- [PROBLEM DETAILS] Print what the records say exactly, and omit the pictures.

··········

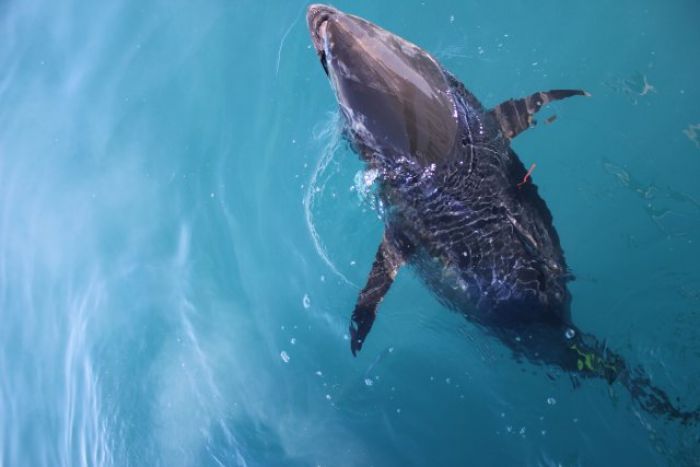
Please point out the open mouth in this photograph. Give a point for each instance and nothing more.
(317, 17)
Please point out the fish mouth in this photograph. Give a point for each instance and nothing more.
(317, 17)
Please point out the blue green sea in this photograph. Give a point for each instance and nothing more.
(184, 232)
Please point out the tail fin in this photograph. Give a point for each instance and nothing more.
(591, 358)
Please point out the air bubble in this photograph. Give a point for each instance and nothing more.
(284, 356)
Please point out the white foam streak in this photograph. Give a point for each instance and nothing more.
(332, 133)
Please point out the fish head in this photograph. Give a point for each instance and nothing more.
(396, 98)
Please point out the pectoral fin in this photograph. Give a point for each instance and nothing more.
(386, 264)
(516, 115)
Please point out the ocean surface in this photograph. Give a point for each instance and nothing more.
(183, 232)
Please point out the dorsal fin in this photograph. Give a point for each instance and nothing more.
(515, 115)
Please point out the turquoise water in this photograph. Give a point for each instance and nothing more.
(183, 233)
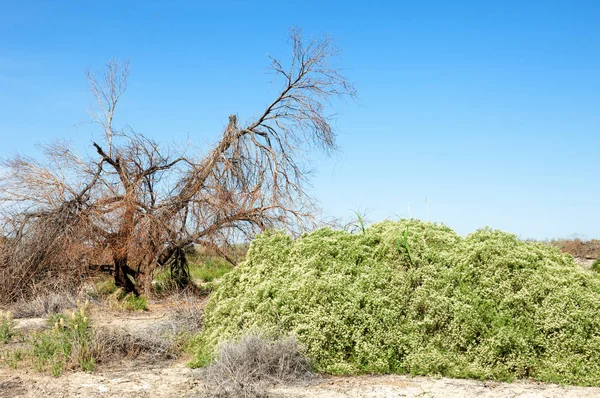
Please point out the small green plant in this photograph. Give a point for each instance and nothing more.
(106, 287)
(67, 343)
(131, 302)
(7, 327)
(12, 358)
(596, 266)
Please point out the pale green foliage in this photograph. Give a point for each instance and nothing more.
(414, 297)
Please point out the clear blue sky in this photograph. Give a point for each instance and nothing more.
(490, 109)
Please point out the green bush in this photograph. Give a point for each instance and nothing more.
(131, 302)
(414, 297)
(68, 343)
(7, 327)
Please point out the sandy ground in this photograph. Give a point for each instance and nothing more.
(176, 380)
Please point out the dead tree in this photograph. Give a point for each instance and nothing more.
(141, 204)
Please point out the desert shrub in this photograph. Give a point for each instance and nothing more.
(132, 302)
(68, 344)
(44, 303)
(106, 287)
(414, 297)
(7, 327)
(113, 345)
(246, 367)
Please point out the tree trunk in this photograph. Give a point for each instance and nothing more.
(122, 273)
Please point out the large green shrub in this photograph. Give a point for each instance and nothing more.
(414, 297)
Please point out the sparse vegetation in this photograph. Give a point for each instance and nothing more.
(44, 303)
(414, 297)
(67, 344)
(131, 302)
(6, 327)
(246, 367)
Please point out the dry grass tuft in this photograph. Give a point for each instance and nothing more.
(113, 345)
(44, 304)
(245, 368)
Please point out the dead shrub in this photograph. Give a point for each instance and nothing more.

··········

- [RESPONSE]
Please point out the open mouth in this photograph. Give a point for each instance and nothing more.
(317, 17)
Please point out the fish mouth in this photograph. Give a point for each instance and nothing more.
(317, 17)
Please point out the blue green sea in this photograph. Give a point for each instance and nothing more.
(184, 232)
Please point out the tail fin in this photograph. Give a point for each instance and nothing more.
(591, 358)
Please point out the air bubble in this photograph. Give a point for each instance and nothing more.
(284, 356)
Please point out the white foam streak in this photograph. Give a point for each instance and nothing more.
(332, 133)
Please point out the fish head in this photograph. Give a point for each instance and nothing more.
(396, 98)
Please point out the pectoral fin in this photograph. Give a point for each instance and nothing more.
(386, 264)
(516, 115)
Please point out the ocean surface in this photograph. Give a point for each instance and nothing more.
(183, 232)
Please point out the dorsal fin in this photograph. Give a point for each instance and nothing more.
(515, 115)
Please point out the turquoise water in this photograph. Give a point for each instance and nothing more.
(183, 233)
Please point out the small green plant in this photograph. Give a point for each instance and nothing more.
(106, 287)
(67, 343)
(131, 302)
(7, 327)
(12, 358)
(596, 266)
Please point out the pale green foliage in this photograph. Give a point for each instance and nothing more.
(414, 297)
Please point out the clear blue sky in this photograph. Give a point for each instance and nothing more.
(490, 109)
Please point out the green bush in this photograph. Give a point for each instance and nothing more.
(131, 302)
(414, 297)
(68, 343)
(7, 327)
Please point out the sandy ground in this photograph. Give a point for each instance and nothing more.
(176, 380)
Please point out the dead tree in this photograph. Give a point for each instance and nothing more.
(141, 204)
Please point out the desert shrub in this photograph. Give a point for each instance and nothing more.
(132, 302)
(68, 344)
(44, 303)
(106, 287)
(414, 297)
(7, 327)
(113, 345)
(246, 367)
Please point out the tree trunk in this photograph. Give a point for each instance and nothing more.
(122, 273)
Please point out the large green shrub in this photograph. Give a point for each instance and nothing more.
(414, 297)
Please point out the sparse vegetation in this photograph. Give a point for each instance and nothing more.
(44, 303)
(414, 297)
(67, 344)
(131, 302)
(6, 327)
(246, 367)
Please point out the dry grass tuft in this photograph. Give a point for each instance and nothing more.
(113, 345)
(44, 304)
(245, 368)
Please point out the dead shrub in this photograph. Give a point for each instance and nothing more.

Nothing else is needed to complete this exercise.